→ TO DO: Report in full every line of the listing below that contains the string "blue". Upper and lower case must match.

________________

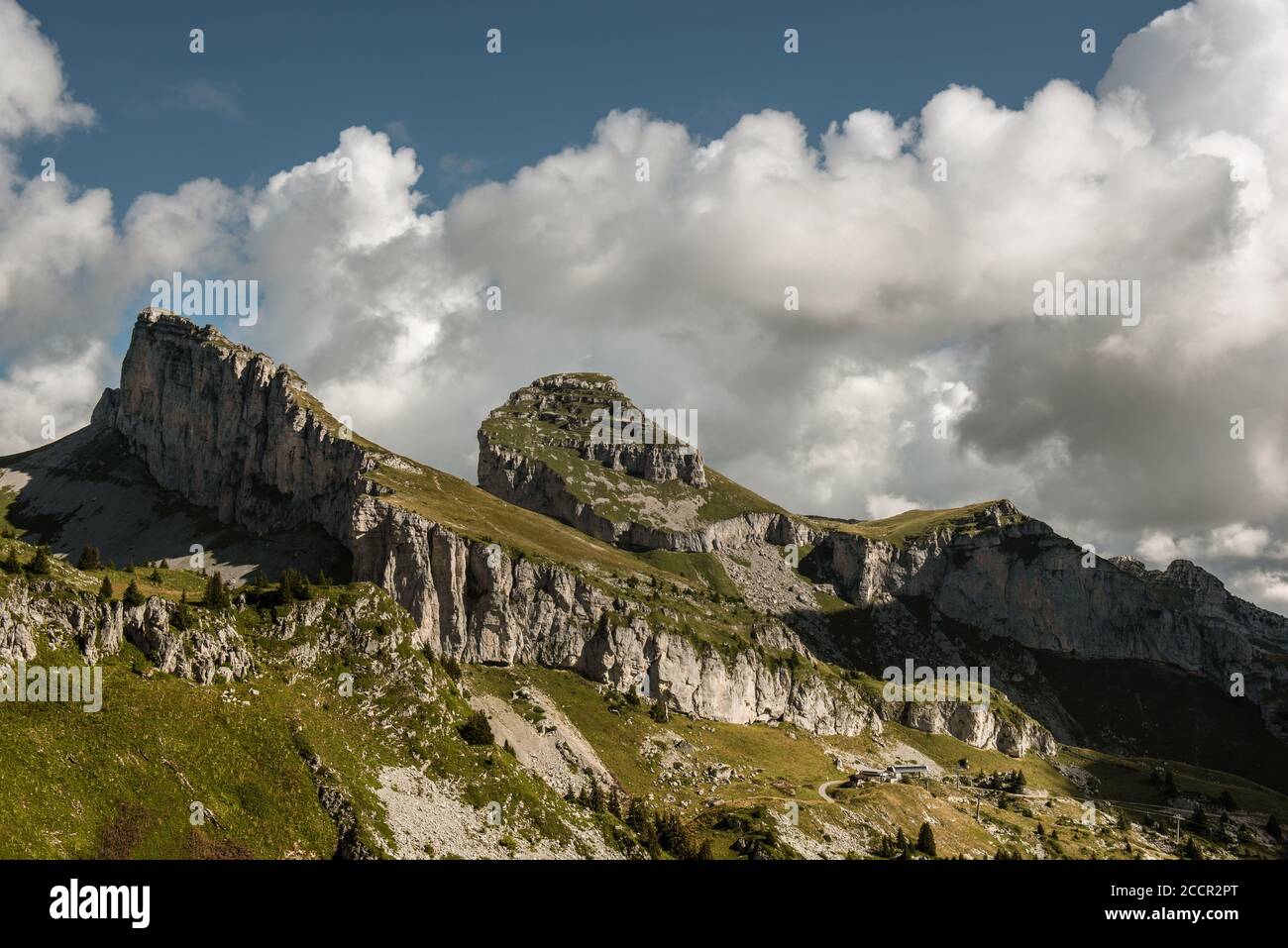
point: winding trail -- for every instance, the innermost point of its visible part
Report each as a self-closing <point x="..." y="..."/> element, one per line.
<point x="823" y="786"/>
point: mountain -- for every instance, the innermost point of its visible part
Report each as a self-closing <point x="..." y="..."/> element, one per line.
<point x="625" y="617"/>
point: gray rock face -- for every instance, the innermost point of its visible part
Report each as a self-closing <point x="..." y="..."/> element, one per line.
<point x="1026" y="583"/>
<point x="31" y="609"/>
<point x="230" y="430"/>
<point x="524" y="447"/>
<point x="211" y="652"/>
<point x="516" y="478"/>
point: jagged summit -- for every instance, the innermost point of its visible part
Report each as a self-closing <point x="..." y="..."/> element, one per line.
<point x="660" y="566"/>
<point x="576" y="447"/>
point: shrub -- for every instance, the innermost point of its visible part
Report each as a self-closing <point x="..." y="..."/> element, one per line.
<point x="295" y="584"/>
<point x="217" y="592"/>
<point x="926" y="840"/>
<point x="133" y="597"/>
<point x="40" y="565"/>
<point x="477" y="730"/>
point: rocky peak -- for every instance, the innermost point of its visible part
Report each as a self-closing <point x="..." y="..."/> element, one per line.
<point x="232" y="430"/>
<point x="589" y="414"/>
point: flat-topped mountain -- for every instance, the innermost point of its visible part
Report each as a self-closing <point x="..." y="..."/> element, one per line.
<point x="601" y="543"/>
<point x="574" y="446"/>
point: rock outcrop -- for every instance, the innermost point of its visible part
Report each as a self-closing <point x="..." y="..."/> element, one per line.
<point x="228" y="429"/>
<point x="568" y="446"/>
<point x="1024" y="582"/>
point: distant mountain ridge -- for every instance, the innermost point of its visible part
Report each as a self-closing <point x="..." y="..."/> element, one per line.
<point x="739" y="610"/>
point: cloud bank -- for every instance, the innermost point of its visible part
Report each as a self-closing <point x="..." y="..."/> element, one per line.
<point x="913" y="250"/>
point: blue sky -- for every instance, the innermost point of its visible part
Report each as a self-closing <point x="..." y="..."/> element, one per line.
<point x="279" y="80"/>
<point x="917" y="290"/>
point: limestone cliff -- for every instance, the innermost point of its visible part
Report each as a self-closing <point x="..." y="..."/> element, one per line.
<point x="1019" y="579"/>
<point x="228" y="429"/>
<point x="568" y="446"/>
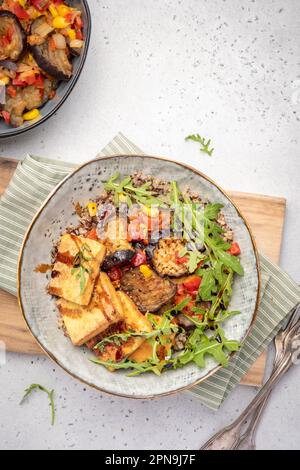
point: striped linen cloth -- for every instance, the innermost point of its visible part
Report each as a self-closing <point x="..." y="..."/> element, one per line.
<point x="35" y="177"/>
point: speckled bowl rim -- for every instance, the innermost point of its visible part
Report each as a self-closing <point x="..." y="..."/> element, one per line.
<point x="39" y="214"/>
<point x="14" y="132"/>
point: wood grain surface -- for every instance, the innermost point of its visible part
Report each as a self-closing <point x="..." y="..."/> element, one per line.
<point x="265" y="215"/>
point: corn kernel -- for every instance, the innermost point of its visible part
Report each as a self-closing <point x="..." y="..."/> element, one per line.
<point x="33" y="13"/>
<point x="146" y="271"/>
<point x="150" y="211"/>
<point x="4" y="80"/>
<point x="60" y="22"/>
<point x="71" y="34"/>
<point x="53" y="11"/>
<point x="92" y="208"/>
<point x="63" y="10"/>
<point x="33" y="114"/>
<point x="122" y="197"/>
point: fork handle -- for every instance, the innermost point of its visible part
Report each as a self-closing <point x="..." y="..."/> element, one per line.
<point x="219" y="440"/>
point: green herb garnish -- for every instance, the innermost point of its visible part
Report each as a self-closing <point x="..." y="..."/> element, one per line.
<point x="205" y="144"/>
<point x="80" y="268"/>
<point x="50" y="394"/>
<point x="138" y="194"/>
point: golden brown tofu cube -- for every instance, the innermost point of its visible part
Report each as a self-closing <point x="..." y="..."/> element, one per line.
<point x="134" y="320"/>
<point x="76" y="269"/>
<point x="84" y="323"/>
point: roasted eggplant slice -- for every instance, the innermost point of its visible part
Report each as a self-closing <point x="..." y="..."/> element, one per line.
<point x="27" y="98"/>
<point x="51" y="60"/>
<point x="12" y="37"/>
<point x="118" y="259"/>
<point x="150" y="293"/>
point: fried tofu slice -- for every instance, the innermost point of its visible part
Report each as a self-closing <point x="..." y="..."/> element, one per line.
<point x="135" y="321"/>
<point x="76" y="268"/>
<point x="145" y="351"/>
<point x="84" y="323"/>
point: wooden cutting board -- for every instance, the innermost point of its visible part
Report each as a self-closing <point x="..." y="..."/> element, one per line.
<point x="265" y="215"/>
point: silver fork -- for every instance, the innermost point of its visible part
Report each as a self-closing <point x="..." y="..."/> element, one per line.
<point x="232" y="437"/>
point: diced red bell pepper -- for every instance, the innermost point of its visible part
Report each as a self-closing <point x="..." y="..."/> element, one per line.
<point x="17" y="82"/>
<point x="39" y="82"/>
<point x="79" y="35"/>
<point x="192" y="285"/>
<point x="234" y="249"/>
<point x="180" y="289"/>
<point x="92" y="234"/>
<point x="11" y="91"/>
<point x="78" y="22"/>
<point x="40" y="5"/>
<point x="6" y="116"/>
<point x="115" y="274"/>
<point x="20" y="12"/>
<point x="139" y="258"/>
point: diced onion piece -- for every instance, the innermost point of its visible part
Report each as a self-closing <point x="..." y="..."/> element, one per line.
<point x="76" y="44"/>
<point x="60" y="22"/>
<point x="43" y="30"/>
<point x="60" y="41"/>
<point x="33" y="114"/>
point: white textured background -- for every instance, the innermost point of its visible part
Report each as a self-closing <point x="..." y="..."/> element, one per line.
<point x="158" y="70"/>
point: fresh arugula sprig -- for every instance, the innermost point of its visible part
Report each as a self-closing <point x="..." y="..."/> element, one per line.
<point x="139" y="194"/>
<point x="80" y="268"/>
<point x="50" y="394"/>
<point x="205" y="144"/>
<point x="199" y="345"/>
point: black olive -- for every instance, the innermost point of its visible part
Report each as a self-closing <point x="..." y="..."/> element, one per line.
<point x="118" y="259"/>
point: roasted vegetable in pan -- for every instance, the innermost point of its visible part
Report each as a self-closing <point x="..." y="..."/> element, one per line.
<point x="12" y="37"/>
<point x="37" y="41"/>
<point x="50" y="51"/>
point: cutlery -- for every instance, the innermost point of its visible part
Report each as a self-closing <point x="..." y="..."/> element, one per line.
<point x="232" y="436"/>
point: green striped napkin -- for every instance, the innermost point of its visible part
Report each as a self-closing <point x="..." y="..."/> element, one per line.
<point x="35" y="177"/>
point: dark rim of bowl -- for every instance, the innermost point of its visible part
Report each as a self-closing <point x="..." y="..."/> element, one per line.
<point x="17" y="131"/>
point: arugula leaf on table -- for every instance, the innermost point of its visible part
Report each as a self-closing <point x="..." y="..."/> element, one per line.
<point x="50" y="394"/>
<point x="205" y="144"/>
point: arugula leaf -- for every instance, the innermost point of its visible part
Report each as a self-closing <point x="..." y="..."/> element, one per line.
<point x="208" y="285"/>
<point x="227" y="259"/>
<point x="50" y="394"/>
<point x="211" y="211"/>
<point x="204" y="144"/>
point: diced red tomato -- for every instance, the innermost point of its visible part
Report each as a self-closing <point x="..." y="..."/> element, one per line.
<point x="192" y="285"/>
<point x="114" y="274"/>
<point x="6" y="116"/>
<point x="92" y="235"/>
<point x="234" y="249"/>
<point x="139" y="258"/>
<point x="17" y="82"/>
<point x="181" y="259"/>
<point x="20" y="12"/>
<point x="11" y="91"/>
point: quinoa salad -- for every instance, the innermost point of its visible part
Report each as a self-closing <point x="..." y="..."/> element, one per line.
<point x="144" y="280"/>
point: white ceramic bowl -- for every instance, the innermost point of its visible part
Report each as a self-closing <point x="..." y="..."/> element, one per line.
<point x="52" y="219"/>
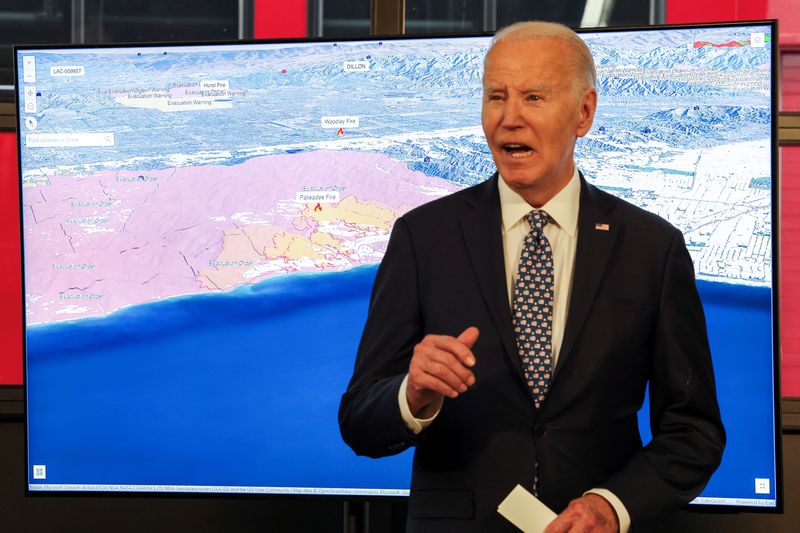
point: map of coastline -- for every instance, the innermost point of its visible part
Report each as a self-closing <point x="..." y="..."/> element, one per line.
<point x="119" y="238"/>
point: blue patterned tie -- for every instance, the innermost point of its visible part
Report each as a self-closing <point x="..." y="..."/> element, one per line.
<point x="533" y="307"/>
<point x="533" y="313"/>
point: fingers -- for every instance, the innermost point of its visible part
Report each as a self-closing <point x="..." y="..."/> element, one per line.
<point x="440" y="367"/>
<point x="469" y="336"/>
<point x="585" y="514"/>
<point x="442" y="364"/>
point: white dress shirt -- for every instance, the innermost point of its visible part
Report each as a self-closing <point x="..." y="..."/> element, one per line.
<point x="562" y="233"/>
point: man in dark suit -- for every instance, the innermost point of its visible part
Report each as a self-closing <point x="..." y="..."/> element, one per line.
<point x="444" y="364"/>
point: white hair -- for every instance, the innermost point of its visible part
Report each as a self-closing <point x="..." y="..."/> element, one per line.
<point x="581" y="61"/>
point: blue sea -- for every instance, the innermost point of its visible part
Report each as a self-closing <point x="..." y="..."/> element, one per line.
<point x="242" y="389"/>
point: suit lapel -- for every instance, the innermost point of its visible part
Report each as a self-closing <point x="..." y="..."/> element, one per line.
<point x="482" y="229"/>
<point x="597" y="232"/>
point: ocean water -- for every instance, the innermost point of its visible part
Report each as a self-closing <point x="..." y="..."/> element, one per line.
<point x="243" y="388"/>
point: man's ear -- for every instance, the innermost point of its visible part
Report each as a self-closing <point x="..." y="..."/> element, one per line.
<point x="588" y="105"/>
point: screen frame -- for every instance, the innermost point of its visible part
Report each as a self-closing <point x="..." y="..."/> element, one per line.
<point x="775" y="289"/>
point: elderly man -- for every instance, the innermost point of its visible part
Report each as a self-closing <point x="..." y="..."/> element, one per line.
<point x="515" y="325"/>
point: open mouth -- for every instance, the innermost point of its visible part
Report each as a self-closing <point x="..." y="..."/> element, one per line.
<point x="518" y="150"/>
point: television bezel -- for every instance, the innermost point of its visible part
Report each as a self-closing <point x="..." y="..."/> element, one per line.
<point x="775" y="229"/>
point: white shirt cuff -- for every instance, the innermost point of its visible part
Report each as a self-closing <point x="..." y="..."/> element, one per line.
<point x="622" y="513"/>
<point x="416" y="425"/>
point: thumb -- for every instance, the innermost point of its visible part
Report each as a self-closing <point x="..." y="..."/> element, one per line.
<point x="469" y="336"/>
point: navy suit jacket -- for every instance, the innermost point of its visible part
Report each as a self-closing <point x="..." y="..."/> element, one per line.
<point x="634" y="318"/>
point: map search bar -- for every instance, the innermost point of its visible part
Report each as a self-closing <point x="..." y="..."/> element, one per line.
<point x="68" y="140"/>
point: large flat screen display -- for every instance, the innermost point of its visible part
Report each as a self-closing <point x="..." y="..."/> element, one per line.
<point x="202" y="225"/>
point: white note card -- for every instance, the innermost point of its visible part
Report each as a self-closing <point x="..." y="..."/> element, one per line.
<point x="525" y="511"/>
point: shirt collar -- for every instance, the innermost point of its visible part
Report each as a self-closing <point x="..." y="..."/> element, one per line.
<point x="562" y="208"/>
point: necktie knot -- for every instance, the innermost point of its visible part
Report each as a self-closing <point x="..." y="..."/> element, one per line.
<point x="538" y="219"/>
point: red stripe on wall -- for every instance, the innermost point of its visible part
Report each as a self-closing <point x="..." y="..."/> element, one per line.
<point x="790" y="270"/>
<point x="275" y="20"/>
<point x="688" y="11"/>
<point x="790" y="81"/>
<point x="10" y="266"/>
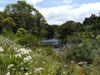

________________

→ RESPONSE:
point: blue sky -- for every instance, the innermost point of its visible part
point: blue patterned tie -- for every instance, the innermost point of its visible part
point: blue sea -- for every instance, the innermost point of its visible part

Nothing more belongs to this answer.